Task details:
Below is a block of data; give all of it again word for word.

** Opening Supplied records block **

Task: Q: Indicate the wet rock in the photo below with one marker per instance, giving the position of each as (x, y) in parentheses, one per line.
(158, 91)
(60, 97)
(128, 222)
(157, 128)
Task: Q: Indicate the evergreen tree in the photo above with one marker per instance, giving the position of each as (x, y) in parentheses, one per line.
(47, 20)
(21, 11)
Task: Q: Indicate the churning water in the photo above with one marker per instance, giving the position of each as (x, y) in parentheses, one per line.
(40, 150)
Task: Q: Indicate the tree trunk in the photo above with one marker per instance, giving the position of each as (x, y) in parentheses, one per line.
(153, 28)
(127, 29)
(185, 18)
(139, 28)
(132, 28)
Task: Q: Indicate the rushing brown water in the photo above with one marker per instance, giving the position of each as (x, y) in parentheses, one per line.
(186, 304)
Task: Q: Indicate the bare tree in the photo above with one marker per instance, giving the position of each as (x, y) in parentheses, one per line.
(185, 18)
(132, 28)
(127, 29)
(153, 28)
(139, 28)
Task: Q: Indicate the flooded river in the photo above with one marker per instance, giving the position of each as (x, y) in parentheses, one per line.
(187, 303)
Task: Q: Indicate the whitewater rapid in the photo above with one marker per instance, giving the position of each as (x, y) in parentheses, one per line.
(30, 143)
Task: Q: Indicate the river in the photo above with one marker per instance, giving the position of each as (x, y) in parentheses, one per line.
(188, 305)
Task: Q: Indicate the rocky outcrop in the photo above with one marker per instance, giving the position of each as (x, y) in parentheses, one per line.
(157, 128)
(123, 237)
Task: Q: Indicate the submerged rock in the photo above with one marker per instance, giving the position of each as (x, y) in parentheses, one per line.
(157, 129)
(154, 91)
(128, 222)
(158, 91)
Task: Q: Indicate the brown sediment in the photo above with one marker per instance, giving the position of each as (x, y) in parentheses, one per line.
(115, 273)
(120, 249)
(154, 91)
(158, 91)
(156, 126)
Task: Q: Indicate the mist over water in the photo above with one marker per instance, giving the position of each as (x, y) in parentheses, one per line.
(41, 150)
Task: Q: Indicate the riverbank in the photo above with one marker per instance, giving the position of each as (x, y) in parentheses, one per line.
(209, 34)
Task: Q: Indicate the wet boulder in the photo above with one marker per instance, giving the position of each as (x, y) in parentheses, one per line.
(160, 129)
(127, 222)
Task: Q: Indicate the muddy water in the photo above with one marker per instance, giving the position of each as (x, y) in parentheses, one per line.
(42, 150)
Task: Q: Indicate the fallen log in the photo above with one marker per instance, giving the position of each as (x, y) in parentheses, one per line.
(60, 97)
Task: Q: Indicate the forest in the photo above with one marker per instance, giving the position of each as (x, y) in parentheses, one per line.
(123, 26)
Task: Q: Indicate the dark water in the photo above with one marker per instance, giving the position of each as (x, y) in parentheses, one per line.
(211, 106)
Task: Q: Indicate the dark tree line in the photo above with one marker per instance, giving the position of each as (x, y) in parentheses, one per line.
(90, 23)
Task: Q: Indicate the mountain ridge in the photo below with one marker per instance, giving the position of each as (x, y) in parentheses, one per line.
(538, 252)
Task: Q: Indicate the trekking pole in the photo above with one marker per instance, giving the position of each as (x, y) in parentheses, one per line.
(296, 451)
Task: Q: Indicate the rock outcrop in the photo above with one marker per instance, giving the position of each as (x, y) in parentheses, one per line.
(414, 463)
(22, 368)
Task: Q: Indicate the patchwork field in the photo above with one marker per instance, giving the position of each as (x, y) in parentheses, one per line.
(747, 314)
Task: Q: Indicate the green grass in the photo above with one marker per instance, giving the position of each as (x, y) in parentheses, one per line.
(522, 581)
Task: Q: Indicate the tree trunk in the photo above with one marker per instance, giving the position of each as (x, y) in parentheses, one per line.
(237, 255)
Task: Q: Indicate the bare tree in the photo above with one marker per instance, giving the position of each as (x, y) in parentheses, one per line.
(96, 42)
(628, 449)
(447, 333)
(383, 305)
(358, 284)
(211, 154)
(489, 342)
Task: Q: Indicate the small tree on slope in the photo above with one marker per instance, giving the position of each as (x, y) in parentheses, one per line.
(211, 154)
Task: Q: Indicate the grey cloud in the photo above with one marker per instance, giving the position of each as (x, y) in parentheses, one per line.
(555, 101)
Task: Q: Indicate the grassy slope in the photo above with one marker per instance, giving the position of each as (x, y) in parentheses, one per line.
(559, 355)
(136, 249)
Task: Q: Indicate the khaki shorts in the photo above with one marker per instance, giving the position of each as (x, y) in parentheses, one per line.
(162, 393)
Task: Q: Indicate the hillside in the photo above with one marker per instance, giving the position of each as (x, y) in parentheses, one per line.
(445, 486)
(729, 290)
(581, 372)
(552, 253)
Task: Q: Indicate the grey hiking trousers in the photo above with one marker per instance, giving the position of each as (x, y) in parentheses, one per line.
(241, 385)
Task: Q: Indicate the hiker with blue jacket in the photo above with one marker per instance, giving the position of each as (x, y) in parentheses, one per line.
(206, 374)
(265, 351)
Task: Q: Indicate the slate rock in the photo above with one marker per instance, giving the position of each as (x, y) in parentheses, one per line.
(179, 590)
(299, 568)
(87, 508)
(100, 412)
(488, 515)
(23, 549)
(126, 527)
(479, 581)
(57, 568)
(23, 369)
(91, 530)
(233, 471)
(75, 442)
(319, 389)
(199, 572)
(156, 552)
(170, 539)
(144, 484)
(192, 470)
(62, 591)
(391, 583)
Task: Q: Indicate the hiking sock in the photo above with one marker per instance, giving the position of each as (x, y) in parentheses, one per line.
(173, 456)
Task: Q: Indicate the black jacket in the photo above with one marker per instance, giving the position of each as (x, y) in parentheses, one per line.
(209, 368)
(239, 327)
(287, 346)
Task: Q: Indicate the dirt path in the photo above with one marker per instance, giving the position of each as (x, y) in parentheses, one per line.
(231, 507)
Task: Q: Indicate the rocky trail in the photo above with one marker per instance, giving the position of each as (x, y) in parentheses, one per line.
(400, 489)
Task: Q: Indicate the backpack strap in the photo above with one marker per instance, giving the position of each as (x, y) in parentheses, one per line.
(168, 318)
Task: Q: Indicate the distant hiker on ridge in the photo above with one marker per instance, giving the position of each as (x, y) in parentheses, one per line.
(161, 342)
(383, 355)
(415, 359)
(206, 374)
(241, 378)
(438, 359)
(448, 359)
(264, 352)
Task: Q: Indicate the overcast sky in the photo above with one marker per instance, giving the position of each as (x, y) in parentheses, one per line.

** Closing Supplied records block **

Exercise solution:
Task: Q: Indicate the wet rock in the photo below with one marker per instance, giving the position of each as (x, y) in parentheses, one per line.
(158, 91)
(60, 97)
(128, 222)
(157, 128)
Task: Q: Indicate the evergreen tree in the photo above with one marker per instance, giving the position of each as (x, y) in parentheses, one per line.
(47, 20)
(21, 11)
Task: Q: Indicate the churning water in the photo above with one marker per instance, giving the position of each as (x, y) in parentheses, one per line.
(40, 150)
Task: Q: Indicate the tree trunk in the photo above with one marker per instance, giving the position of each as (x, y) in parentheses, one per line.
(153, 28)
(127, 29)
(185, 18)
(139, 28)
(132, 28)
Task: Q: Indicate the rushing brown water in the photo above with one marker per instance, giving the position of each as (x, y) in parentheses, one per line.
(186, 304)
Task: Q: Indicate the bare tree in the photo above with one marker per instance, giving the position of each as (x, y) in parentheses, one per line.
(185, 18)
(132, 28)
(127, 29)
(153, 28)
(139, 28)
Task: Q: Indicate the flooded river in the photo above with one marker per instance, giving the position of each as (x, y) in parentheses, one per line.
(187, 303)
Task: Q: Indicate the whitewater rapid in the photo above with one marker per instance, giving the position of each as (x, y) in parentheses, one per line.
(30, 143)
Task: Q: Indicate the river in the photo above with one marker per instance, giving the position of each as (x, y) in parentheses, one per line.
(188, 305)
Task: Q: Indicate the rocky outcrop in the photo above with one marker per instance, giving the position of each as (x, y) in parentheses, one per line.
(157, 128)
(123, 237)
Task: Q: Indicate the submerged rock in the photo above with one marker per instance, giving the position of each as (x, y) in parentheses, one per line.
(157, 129)
(154, 91)
(128, 222)
(158, 91)
Task: Q: Indicate the brown sediment in the photo above with one marker per instance, giving the position of each as (x, y) in parentheses, one per line.
(115, 273)
(120, 249)
(154, 91)
(158, 91)
(156, 126)
Task: Q: Indicate the mist over water in the photo above with one marker per instance, giving the position of each as (x, y) in parentheses, one per line.
(41, 150)
Task: Q: Indicate the riverbank in the photo above with one marker per instance, giving the position of each as (x, y) in parentheses, one per line.
(209, 34)
Task: Q: Indicate the wet boulder in the photo above with one marker per instance, giving the position of each as (x, y) in parentheses, one per line.
(160, 129)
(127, 222)
Task: Q: Indicate the muddy water in the photo above with one marker per instance, giving the position of each as (x, y) in parentheses, one per line.
(42, 150)
Task: Q: Indicate the fallen log in the photo above with one marker per instance, giving the position of each as (x, y) in parentheses, one per line.
(60, 97)
Task: Q: Indicate the forest in the photo above with one marker per instance, giving the position of each as (x, y) in parentheses, one per line.
(123, 26)
Task: Q: Indicate the dark water in the photo above with one marker per instance, giving the position of each as (x, y) in parentheses, one per line.
(211, 106)
Task: Q: Indicate the dark tree line in the photo above with one marker per instance, giving the position of each as (x, y) in parentheses, one per line.
(90, 23)
Task: Q: Indicate the mountain ridge in the photo below with one marker per instance, giving the position of each as (x, y) in parentheses, one per line.
(538, 252)
Task: Q: Indicate the trekking pole in the photo above with one marker per instance, giving the position of each as (x, y) in parentheses, one per line.
(296, 451)
Task: Q: Indicate the rock outcrop in the photo above with one marker per instance, giving the position of each as (x, y) in parentheses, one per line.
(414, 463)
(22, 368)
Task: Q: Indicate the patchwork field in the photo above with one marker per instance, giving the position of each as (x, y) in parentheses, one per line.
(747, 314)
Task: Q: Indicate the green grass in the photo above with one marker per instance, giving the position of each as (x, y) in parentheses, one per line.
(522, 581)
Task: Q: Indicate the tree trunk in the photo above with one marker per instance, giving the position of each as (x, y) in parentheses, one per line.
(237, 255)
Task: Q: Indicate the bare tree in the photo above with one marker per instance, giving the position of each as (x, y) in parentheses, one per line.
(96, 42)
(628, 449)
(447, 333)
(383, 305)
(358, 284)
(211, 154)
(489, 342)
Task: Q: Indicate the small tree on slope in the photo above with one marker per instance, giving the position of each as (x, y) in parentheses, one per line.
(211, 154)
Task: Q: Indicate the grey cloud in the photo above with one marker per instance, giving the position of each as (x, y) in parentheses, one per line.
(555, 101)
Task: Q: Indicate the grassy slope in the photo above with one marker per instance, giving the position of each as (x, y) in parentheses, one per line.
(559, 355)
(136, 249)
Task: Q: Indicate the khaki shorts in the photo above with one marker per instance, giving the position of each as (x, y) in parentheses, one per line.
(162, 393)
Task: Q: Indicate the hillside in the photo above with one marker per instance, giving the position of each as (x, y) in parentheses, one per line.
(445, 486)
(729, 290)
(581, 372)
(552, 253)
Task: Q: Indicate the grey hiking trousers in the photo above with one marker per instance, giving the position of each as (x, y) in parentheses, one per line.
(241, 385)
Task: Q: Indicate the hiker with blue jacket in the photo above with one marker per instance, giving the position of each as (x, y) in parentheses, one per line.
(206, 374)
(265, 351)
Task: Q: Indicate the slate rock in the photo above with one marker per instance, giving the position of each as (x, y) in parentheses, one per line.
(179, 590)
(299, 568)
(87, 508)
(100, 412)
(488, 515)
(23, 549)
(126, 527)
(479, 581)
(57, 568)
(23, 369)
(91, 530)
(233, 471)
(75, 442)
(319, 389)
(199, 572)
(156, 552)
(170, 539)
(144, 484)
(192, 470)
(62, 591)
(391, 583)
Task: Q: Indicate the hiking sock in the photo above with one marker per instance, giving the position of each as (x, y) in parentheses, one per line.
(173, 456)
Task: Q: Indicate the black jacket in the photo above with one marker per instance, giving the position of each as (x, y) in parentheses, one per line.
(209, 368)
(239, 327)
(287, 346)
Task: Q: Indicate the dirt path in the photo above with one marker per instance, giving the position of each as (x, y) in parentheses, one per line.
(231, 507)
Task: Q: Indicate the rocky trail in the photo above with one marker per instance, giving the position of each as (x, y) in parentheses, one per line.
(400, 489)
Task: Q: Indicate the backpack strap in the photo above with one marker per instance, giving the position of each as (x, y) in parentheses, one per line.
(168, 318)
Task: Q: Indicate the distant hiker on ridge in the photo above with one marker per instance, giving the position of each as (x, y) in parentheses, one per line.
(161, 342)
(383, 355)
(415, 359)
(206, 374)
(241, 378)
(438, 359)
(448, 359)
(264, 352)
Task: Q: Indicate the overcast sky in the photo above with one marker per instance, giving the position of each as (x, y) in parentheses, one per line.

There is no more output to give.